(Dataset items)
----

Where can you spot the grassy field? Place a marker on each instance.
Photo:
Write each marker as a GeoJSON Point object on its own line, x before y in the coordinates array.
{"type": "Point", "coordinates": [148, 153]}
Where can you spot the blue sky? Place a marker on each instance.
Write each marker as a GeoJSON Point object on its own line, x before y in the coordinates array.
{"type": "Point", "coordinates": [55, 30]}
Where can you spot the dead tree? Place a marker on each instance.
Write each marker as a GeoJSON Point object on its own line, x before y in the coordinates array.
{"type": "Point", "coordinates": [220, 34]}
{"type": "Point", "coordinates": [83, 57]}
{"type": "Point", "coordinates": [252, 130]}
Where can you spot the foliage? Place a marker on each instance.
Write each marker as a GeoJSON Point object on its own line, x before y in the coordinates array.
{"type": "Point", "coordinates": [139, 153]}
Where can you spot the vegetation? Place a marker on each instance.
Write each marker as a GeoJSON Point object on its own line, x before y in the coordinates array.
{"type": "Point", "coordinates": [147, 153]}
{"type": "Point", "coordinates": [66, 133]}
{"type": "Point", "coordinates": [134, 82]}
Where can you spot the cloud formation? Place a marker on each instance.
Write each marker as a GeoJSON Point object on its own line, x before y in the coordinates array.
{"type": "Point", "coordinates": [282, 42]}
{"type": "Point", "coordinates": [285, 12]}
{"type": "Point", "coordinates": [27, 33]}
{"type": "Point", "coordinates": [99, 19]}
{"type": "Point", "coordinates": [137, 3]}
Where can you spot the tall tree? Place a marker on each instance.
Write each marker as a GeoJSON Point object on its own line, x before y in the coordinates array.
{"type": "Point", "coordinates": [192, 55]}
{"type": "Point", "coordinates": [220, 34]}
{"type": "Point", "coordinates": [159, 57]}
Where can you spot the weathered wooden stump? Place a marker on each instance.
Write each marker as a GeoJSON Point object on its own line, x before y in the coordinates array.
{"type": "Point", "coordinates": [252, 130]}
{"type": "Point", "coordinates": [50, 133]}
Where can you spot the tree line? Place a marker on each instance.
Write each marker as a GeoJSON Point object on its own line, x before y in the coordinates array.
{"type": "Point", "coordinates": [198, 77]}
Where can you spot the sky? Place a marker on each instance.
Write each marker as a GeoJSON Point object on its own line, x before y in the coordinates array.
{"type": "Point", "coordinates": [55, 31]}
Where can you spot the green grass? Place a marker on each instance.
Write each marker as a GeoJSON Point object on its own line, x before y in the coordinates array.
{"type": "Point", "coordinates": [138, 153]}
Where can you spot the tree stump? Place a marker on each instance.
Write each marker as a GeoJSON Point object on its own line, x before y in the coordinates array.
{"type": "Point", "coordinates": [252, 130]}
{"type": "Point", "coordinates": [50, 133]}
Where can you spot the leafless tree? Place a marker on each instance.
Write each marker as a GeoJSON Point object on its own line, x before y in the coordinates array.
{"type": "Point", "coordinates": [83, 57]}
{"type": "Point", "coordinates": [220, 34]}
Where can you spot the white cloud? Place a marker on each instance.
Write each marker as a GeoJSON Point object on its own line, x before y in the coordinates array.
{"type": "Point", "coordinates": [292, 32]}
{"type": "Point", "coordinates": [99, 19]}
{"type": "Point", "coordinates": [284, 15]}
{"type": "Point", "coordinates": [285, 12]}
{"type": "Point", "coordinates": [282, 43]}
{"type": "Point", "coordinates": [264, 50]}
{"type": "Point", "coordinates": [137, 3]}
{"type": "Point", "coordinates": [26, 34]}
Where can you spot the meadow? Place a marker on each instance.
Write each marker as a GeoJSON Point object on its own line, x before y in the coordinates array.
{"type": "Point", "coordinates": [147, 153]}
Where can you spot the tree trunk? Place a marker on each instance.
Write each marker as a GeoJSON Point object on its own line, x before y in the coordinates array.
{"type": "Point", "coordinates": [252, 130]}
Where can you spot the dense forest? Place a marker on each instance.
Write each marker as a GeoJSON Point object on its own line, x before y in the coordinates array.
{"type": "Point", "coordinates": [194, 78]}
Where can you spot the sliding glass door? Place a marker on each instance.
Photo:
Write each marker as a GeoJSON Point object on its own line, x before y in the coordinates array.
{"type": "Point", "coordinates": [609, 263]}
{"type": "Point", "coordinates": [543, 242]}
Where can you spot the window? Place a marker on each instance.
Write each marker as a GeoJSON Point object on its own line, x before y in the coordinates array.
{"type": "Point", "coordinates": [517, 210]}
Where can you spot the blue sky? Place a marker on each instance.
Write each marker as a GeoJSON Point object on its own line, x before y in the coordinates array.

----

Above are some records. Print them all exactly.

Complete response ▸
Where can you spot the grassy field? Place a marker on each instance.
Photo:
Write each marker as a GeoJSON Point object on its own line, x before y in the coordinates array.
{"type": "Point", "coordinates": [148, 153]}
Where can you spot the blue sky? Place a marker on each instance.
Write each marker as a GeoJSON Point object on its own line, x before y in the coordinates array.
{"type": "Point", "coordinates": [55, 30]}
Where can you spot the dead tree? Place a marker on each instance.
Write each marker as a GeoJSON Point object on its own line, x before y in the coordinates array.
{"type": "Point", "coordinates": [220, 34]}
{"type": "Point", "coordinates": [83, 57]}
{"type": "Point", "coordinates": [252, 130]}
Where can you spot the foliage? Place a marker on each instance.
Write each marker as a GeoJSON Point object on its own line, x before y in the coordinates array.
{"type": "Point", "coordinates": [139, 153]}
Where can you spot the vegetation? Place a marker on each instance.
Write each marker as a GeoJSON Point object on its own line, x before y in the coordinates array.
{"type": "Point", "coordinates": [147, 153]}
{"type": "Point", "coordinates": [66, 133]}
{"type": "Point", "coordinates": [134, 82]}
Where can you spot the cloud formation? Place a marker on each instance.
Write each marker as a GeoJSON Point object on its own line, x before y in the coordinates array.
{"type": "Point", "coordinates": [282, 42]}
{"type": "Point", "coordinates": [285, 12]}
{"type": "Point", "coordinates": [27, 33]}
{"type": "Point", "coordinates": [99, 19]}
{"type": "Point", "coordinates": [137, 3]}
Where can you spot the tall tree? Place a marker on each instance.
Write each marker as a GeoJSON Point object on its own line, x before y in the coordinates array.
{"type": "Point", "coordinates": [192, 55]}
{"type": "Point", "coordinates": [220, 34]}
{"type": "Point", "coordinates": [159, 57]}
Where can you spot the weathered wooden stump? Place a marker on each instance.
Write each marker as a GeoJSON Point object on its own line, x before y in the coordinates array.
{"type": "Point", "coordinates": [252, 130]}
{"type": "Point", "coordinates": [50, 133]}
Where can you spot the tree line? Place a marker on each instance.
Write each marker as a GeoJSON Point object on its own line, x before y in the coordinates array.
{"type": "Point", "coordinates": [198, 77]}
Where can you spot the sky? Place a marker on each instance.
Write each marker as a GeoJSON Point object on its own line, x before y in the coordinates array.
{"type": "Point", "coordinates": [55, 31]}
Where can you spot the green grass? Place a marker on each instance.
Write each marker as a GeoJSON Point object on its own line, x before y in the coordinates array.
{"type": "Point", "coordinates": [138, 153]}
Where can you spot the tree stump? Place a marker on each instance.
Write each marker as a GeoJSON Point object on its own line, x before y in the coordinates array.
{"type": "Point", "coordinates": [252, 130]}
{"type": "Point", "coordinates": [50, 133]}
Where can you spot the leafless tree? Place a marker on each instance.
Write each marker as a GeoJSON Point object on its own line, x before y in the coordinates array.
{"type": "Point", "coordinates": [83, 57]}
{"type": "Point", "coordinates": [220, 34]}
Where can you spot the white cloud? Place a marker on each instance.
Write each marker as a GeoJSON Point object on its own line, x before y in the coordinates array.
{"type": "Point", "coordinates": [292, 32]}
{"type": "Point", "coordinates": [99, 19]}
{"type": "Point", "coordinates": [284, 15]}
{"type": "Point", "coordinates": [285, 12]}
{"type": "Point", "coordinates": [282, 43]}
{"type": "Point", "coordinates": [264, 50]}
{"type": "Point", "coordinates": [137, 3]}
{"type": "Point", "coordinates": [26, 34]}
Where can you spot the meadow? Place a marker on each instance.
Write each marker as a GeoJSON Point object on its own line, x before y in the coordinates array.
{"type": "Point", "coordinates": [147, 153]}
Where can you spot the tree trunk? Place a marker on each instance.
Write each marker as a GeoJSON Point object on its own line, x before y in the coordinates array.
{"type": "Point", "coordinates": [252, 130]}
Where can you spot the dense forest? Place a marker on each instance.
Write each marker as a GeoJSON Point object on its own line, x before y in the coordinates array.
{"type": "Point", "coordinates": [194, 78]}
Where can you spot the sliding glass door? Place a marker on each instance.
Photo:
Write each marker as a GeoJSON Point object on its own line, x before y in the coordinates array.
{"type": "Point", "coordinates": [609, 263]}
{"type": "Point", "coordinates": [543, 242]}
Where can you spot the window? Place a marker on each instance.
Write each marker as a GeoJSON Point object on its own line, x before y in the coordinates array.
{"type": "Point", "coordinates": [517, 210]}
Where can you spot the blue sky? Place a marker on each instance.
Write each marker as a GeoJSON Point object on its own line, x before y in the coordinates array.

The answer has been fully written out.